Out of our two chosen women, Katalin Gerő (1853-1944) was the directress of the Jewish Orphanage for Girls in Budapest. Altough the institution was founded and run by the Pest Izrealite Women’s Association, the most important Jewish women’s charity before 1945, and the girls had some religious education, Ms Gerő’s motives were not religious. She and her institution was a clear example of assimilated Budapest Jewish life.
Ilona Földy (1907-1981) was a settelement leader in the Kozma street settlement for poor workers in the outskirts of Budapest. The settlement was initiated by the Social Mission Society in the 1930ies, a modern religious order specialising in social work, but soon the Local Government of Budapest was employing the social workers of Kozma street, including Ms Földy. The Christian reloigious background is clearly visible in this case, altough the involvement of the state enters the picture.
Both institutions were closed down during communism, and their memory faded when porfessional social work was reborn in 1989. The sources for recovering the biographies include literary works, archival documents, and oral history interviews. Besides recovering the lives of our heroines, the paper aims at a gender analysis of their work methodology and choices of life, and attempts to shed light on the changed methodology of social work from the late 19th century to the interwar years. We also focus on the role religion played in this methodology.

*-*-*

Given problem 1:
In the rows below, reproduce verbatim the lines starting at the line that contains "on the wooden" and ending at the line that contains "x=145, y=265".
The rows below have no connection to the excerpt above.

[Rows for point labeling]
*-*-*

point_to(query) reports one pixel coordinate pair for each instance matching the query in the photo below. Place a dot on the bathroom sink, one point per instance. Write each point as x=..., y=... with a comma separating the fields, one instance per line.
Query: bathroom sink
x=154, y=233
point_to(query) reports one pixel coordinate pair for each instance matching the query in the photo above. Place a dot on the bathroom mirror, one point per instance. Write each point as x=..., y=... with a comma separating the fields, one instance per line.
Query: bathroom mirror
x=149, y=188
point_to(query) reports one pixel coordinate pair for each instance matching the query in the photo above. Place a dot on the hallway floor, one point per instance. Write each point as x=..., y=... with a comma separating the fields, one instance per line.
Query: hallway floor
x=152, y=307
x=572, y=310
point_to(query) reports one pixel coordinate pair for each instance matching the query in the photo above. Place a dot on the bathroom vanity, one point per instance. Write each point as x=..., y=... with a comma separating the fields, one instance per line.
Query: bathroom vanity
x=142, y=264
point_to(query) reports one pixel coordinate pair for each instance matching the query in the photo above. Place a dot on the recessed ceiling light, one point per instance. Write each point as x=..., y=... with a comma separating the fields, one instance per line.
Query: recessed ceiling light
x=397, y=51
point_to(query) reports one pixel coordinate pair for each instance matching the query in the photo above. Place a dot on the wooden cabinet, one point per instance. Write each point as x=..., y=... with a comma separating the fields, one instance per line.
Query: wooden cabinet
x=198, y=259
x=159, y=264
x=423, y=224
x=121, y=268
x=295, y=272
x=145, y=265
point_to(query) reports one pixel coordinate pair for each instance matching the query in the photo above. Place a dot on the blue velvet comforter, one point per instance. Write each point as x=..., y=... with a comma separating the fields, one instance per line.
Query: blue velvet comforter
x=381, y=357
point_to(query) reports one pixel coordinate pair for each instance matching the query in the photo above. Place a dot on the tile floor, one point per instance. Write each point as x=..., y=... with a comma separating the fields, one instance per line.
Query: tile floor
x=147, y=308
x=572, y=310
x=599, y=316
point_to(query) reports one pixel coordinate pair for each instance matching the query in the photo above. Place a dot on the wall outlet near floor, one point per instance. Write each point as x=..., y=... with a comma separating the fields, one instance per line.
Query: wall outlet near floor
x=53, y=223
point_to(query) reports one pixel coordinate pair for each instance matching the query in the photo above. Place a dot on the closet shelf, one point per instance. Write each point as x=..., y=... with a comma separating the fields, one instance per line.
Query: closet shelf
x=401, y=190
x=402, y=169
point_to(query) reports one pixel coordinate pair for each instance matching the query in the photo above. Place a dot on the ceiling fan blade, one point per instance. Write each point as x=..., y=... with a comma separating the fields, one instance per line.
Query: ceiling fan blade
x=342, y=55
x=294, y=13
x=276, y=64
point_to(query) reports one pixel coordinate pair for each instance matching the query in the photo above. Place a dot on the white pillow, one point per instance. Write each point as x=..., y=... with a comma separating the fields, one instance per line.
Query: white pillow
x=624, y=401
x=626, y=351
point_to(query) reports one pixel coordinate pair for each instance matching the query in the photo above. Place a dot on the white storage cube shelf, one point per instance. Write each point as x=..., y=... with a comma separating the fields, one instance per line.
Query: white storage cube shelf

*-*-*

Given problem 2:
Return the passage of the excerpt on two Budapest social workers starting at "Ilona Földy (1907-1981)" and ending at "enters the picture.", with no changes.

Written reply 1:
point_to(query) reports one pixel coordinate pair for each instance matching the query in the photo above. Place a dot on the wooden cabinet, one point per instance. Write each point as x=..., y=... with a comma separating the fields, one instance per line.
Query: wooden cabinet
x=198, y=259
x=159, y=264
x=423, y=224
x=121, y=268
x=295, y=272
x=145, y=265

Written reply 2:
Ilona Földy (1907-1981) was a settelement leader in the Kozma street settlement for poor workers in the outskirts of Budapest. The settlement was initiated by the Social Mission Society in the 1930ies, a modern religious order specialising in social work, but soon the Local Government of Budapest was employing the social workers of Kozma street, including Ms Földy. The Christian reloigious background is clearly visible in this case, altough the involvement of the state enters the picture.